Your task: Look for "mouse" in every line of the listing. Copy the lines that have it.

Data records:
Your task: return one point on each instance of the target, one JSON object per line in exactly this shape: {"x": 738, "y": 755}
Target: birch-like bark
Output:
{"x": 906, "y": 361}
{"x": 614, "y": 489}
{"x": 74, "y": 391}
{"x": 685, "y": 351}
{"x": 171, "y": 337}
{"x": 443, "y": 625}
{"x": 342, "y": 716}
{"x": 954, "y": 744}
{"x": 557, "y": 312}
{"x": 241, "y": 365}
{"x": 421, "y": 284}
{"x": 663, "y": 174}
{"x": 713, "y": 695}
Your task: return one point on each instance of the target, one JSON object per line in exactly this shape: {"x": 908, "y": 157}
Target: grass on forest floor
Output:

==

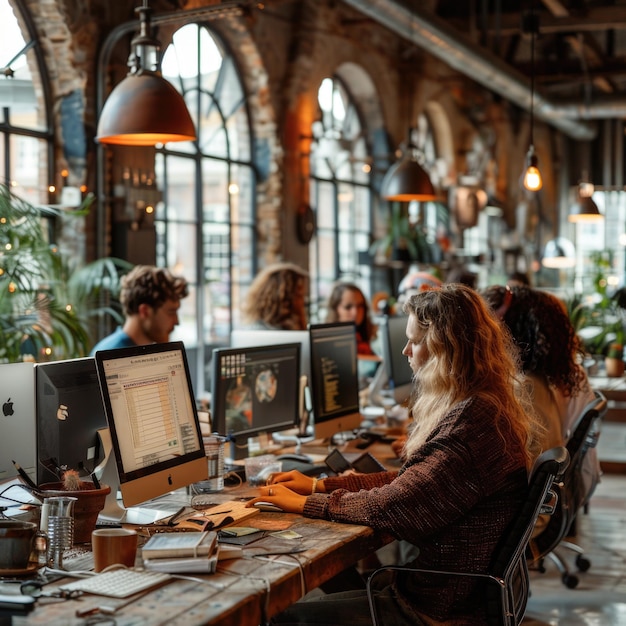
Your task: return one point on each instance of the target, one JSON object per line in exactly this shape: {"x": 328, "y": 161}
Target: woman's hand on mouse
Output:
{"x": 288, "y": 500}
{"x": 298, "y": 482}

--

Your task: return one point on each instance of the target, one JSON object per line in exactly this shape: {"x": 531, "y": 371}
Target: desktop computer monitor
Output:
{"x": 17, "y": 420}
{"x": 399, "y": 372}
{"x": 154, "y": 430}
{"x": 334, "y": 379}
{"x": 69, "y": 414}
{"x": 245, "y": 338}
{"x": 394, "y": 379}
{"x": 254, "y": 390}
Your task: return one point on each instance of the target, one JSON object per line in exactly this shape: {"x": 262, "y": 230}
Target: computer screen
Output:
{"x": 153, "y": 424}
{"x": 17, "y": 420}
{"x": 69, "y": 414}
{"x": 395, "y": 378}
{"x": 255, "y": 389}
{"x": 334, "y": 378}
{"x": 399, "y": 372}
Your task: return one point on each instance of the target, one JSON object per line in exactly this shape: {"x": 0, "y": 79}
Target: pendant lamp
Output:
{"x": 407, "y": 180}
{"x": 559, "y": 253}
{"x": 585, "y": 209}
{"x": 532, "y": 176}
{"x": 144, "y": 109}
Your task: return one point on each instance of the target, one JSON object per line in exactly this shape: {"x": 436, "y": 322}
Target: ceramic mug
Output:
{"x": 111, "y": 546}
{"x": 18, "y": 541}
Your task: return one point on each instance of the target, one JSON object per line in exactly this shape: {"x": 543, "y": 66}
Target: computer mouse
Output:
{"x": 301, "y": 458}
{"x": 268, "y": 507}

Answer below:
Target: woman's hand on mouse
Target: computer mouse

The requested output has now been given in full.